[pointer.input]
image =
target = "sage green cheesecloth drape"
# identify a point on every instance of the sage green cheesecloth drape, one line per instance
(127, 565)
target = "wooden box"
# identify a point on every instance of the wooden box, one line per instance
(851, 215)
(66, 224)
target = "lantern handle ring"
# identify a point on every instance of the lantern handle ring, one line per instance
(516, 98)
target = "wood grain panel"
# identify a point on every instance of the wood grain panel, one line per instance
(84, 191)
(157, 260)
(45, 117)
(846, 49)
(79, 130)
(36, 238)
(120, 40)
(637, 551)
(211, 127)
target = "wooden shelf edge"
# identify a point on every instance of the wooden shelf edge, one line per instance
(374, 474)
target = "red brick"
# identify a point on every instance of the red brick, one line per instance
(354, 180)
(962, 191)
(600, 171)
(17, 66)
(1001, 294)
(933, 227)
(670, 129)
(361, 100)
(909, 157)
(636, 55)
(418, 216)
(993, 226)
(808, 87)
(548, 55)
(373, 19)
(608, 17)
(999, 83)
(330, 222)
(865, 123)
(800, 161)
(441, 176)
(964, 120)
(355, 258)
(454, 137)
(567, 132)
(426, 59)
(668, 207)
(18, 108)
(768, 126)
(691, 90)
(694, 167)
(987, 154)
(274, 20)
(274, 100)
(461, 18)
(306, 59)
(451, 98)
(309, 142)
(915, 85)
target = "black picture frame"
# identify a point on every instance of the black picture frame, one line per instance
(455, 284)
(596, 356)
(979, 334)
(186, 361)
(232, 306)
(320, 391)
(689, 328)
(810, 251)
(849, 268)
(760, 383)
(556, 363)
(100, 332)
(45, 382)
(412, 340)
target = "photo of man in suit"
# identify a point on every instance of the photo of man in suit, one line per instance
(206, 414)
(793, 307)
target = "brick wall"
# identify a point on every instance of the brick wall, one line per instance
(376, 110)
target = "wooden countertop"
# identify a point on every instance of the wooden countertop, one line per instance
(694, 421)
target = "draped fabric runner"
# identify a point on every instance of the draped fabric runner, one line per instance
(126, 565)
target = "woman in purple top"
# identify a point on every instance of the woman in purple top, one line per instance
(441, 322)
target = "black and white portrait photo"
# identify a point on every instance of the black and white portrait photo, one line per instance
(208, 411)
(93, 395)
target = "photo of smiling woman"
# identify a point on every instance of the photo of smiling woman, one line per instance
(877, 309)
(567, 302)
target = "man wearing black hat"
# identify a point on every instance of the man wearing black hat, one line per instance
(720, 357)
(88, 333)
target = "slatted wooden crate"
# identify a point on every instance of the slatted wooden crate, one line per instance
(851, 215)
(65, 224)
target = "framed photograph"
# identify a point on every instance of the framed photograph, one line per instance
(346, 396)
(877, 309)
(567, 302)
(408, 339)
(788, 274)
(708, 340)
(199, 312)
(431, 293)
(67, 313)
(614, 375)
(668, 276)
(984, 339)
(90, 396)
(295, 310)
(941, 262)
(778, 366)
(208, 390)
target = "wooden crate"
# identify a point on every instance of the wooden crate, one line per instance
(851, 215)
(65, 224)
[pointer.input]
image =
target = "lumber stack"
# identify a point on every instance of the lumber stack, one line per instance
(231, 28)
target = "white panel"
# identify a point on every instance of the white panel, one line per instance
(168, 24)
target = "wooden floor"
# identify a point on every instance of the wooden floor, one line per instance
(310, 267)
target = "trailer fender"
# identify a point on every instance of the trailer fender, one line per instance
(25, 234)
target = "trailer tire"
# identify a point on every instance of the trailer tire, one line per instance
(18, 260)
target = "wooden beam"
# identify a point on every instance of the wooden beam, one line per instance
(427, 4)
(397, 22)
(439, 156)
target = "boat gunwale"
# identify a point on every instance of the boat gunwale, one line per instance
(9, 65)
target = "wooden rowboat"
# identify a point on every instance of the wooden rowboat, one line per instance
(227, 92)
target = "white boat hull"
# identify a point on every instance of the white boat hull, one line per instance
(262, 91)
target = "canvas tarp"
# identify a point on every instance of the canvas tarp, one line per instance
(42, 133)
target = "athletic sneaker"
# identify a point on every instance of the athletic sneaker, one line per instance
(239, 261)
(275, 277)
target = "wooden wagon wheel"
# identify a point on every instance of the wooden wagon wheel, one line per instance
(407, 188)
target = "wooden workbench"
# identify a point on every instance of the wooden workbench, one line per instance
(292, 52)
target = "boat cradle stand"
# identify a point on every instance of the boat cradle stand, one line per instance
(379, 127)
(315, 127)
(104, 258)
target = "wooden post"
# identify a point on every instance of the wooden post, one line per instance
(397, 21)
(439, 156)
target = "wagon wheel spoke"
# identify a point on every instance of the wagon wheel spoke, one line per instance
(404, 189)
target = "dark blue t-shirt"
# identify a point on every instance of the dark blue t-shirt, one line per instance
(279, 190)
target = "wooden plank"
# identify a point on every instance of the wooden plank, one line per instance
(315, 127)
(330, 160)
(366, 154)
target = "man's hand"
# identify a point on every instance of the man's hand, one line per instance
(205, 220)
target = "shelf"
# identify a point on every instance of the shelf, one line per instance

● **Problem**:
Retype the material above, line by line, exactly.

● **Written answer**:
[pointer.input]
image =
target = "sage green cheesecloth drape"
# identify a point on every instance of the sage green cheesecloth drape, one line per instance
(127, 565)
target = "wooden box"
# identify a point on every instance of the wooden box, one line per instance
(851, 215)
(66, 224)
target = "lantern handle ring"
# identify a point on every instance of the lantern handle ring, one line per instance
(516, 98)
target = "wood grain panel"
# identify a point on every instance of the wood grain panel, one line per instance
(84, 191)
(157, 260)
(45, 117)
(846, 49)
(79, 130)
(36, 238)
(120, 40)
(637, 551)
(211, 127)
target = "wooden shelf edge"
# identify a point on every instance of the wooden shelf edge, one line per instance
(374, 474)
target = "red brick"
# identify a point on every instance of the red brick, one line per instance
(354, 180)
(962, 191)
(600, 171)
(17, 66)
(1001, 294)
(933, 227)
(670, 129)
(361, 100)
(909, 157)
(636, 55)
(418, 216)
(993, 226)
(808, 87)
(548, 55)
(373, 19)
(608, 17)
(999, 83)
(330, 222)
(865, 123)
(800, 161)
(441, 176)
(964, 120)
(355, 258)
(454, 137)
(567, 132)
(426, 59)
(668, 207)
(18, 108)
(768, 126)
(691, 90)
(694, 167)
(987, 154)
(274, 20)
(274, 100)
(461, 18)
(306, 59)
(451, 98)
(309, 142)
(915, 85)
target = "black picture frame"
# identify a point on every instance of the black picture frame, one line per instance
(455, 284)
(596, 356)
(979, 334)
(186, 361)
(232, 306)
(320, 391)
(689, 328)
(810, 251)
(849, 268)
(760, 383)
(556, 363)
(100, 332)
(45, 382)
(412, 340)
target = "photo of man in suit"
# identify a point on every instance of the photo of man in suit, one line per instance
(206, 414)
(793, 307)
target = "brick wall"
# identify a point on every instance of the brick wall, one line per instance
(376, 110)
target = "wooden countertop"
# identify a point on every instance of the wooden countertop, one line per instance
(694, 421)
target = "draped fabric runner"
# identify a point on every instance of the draped fabric runner, one line per instance
(126, 565)
target = "woman in purple top"
# identify a point on every instance of the woman in purple top, one line per instance
(441, 322)
target = "black and white portrait photo"
# identify a point on every instance of the black and white portrait photo, one line per instance
(208, 411)
(93, 395)
target = "photo of smiling woman"
# identify a point on every instance of the photo of smiling woman, one line per instance
(877, 309)
(567, 302)
target = "man wearing black hat"
# identify a point on every instance of the man wearing black hat, one line per instance
(720, 357)
(88, 333)
target = "slatted wooden crate"
# identify a point on every instance of the slatted wooden crate, one line per instance
(851, 215)
(65, 224)
target = "framed photograph"
# identify a point on every instance of the framed photograph, one line per instance
(346, 396)
(877, 309)
(567, 302)
(408, 339)
(788, 274)
(708, 340)
(199, 312)
(431, 293)
(67, 313)
(614, 375)
(668, 276)
(984, 339)
(90, 396)
(295, 310)
(941, 262)
(778, 366)
(208, 390)
target = "wooden crate"
# identify a point on every instance of the wooden crate, one line per instance
(851, 215)
(65, 224)
[pointer.input]
image =
target = "lumber stack"
# identify a point on every instance of the lumber stack, one line per instance
(231, 28)
target = "white panel"
# identify a point on every instance of the white panel, one line per instance
(168, 24)
target = "wooden floor"
# identify a point on every instance of the wooden floor, one line per instance
(310, 267)
target = "trailer fender"
# identify a point on every instance of the trailer fender, one line per instance
(25, 234)
target = "trailer tire"
# identify a point on every instance of the trailer tire, one line per instance
(18, 260)
target = "wooden beam"
# identify a point on every instance of the wooden beam, one line per instance
(427, 4)
(397, 22)
(439, 156)
target = "boat gunwale"
# identify a point on every instance of the boat gunwale, one line per instance
(9, 65)
target = "wooden rowboat"
# identify a point on every instance of the wooden rowboat, one line per instance
(227, 92)
target = "white boat hull"
# identify a point on every instance of the white boat hull, one line per instance
(262, 91)
target = "canvas tarp"
# identify a point on every instance of the canvas tarp, one line per instance
(42, 133)
target = "athletic sneaker"
# identify a point on every instance of the athletic sneaker, one line per instance
(239, 261)
(275, 277)
target = "wooden wagon wheel"
# identify a point on every instance of the wooden wagon wheel, one line per instance
(407, 188)
target = "wooden workbench"
# identify a point on every instance of the wooden workbench, one line per instance
(292, 52)
target = "boat cradle stand"
# identify a point on every instance of the boat cradle stand, one line per instance
(379, 127)
(315, 127)
(104, 258)
target = "wooden post"
# identify a point on every instance of the wooden post, one line per instance
(397, 21)
(439, 156)
target = "wagon wheel spoke"
# identify a point on every instance of the wagon wheel spoke, one line per instance
(404, 189)
target = "dark blue t-shirt"
# identify a point on every instance of the dark blue t-shirt, one line per instance
(279, 190)
target = "wooden plank"
# identify a point on every instance of the wooden plank, one line per instance
(315, 127)
(330, 160)
(366, 154)
target = "man's hand"
# identify a point on every instance of the man's hand, one line per instance
(205, 220)
target = "shelf"
# identify a point on every instance of the shelf, one line per instance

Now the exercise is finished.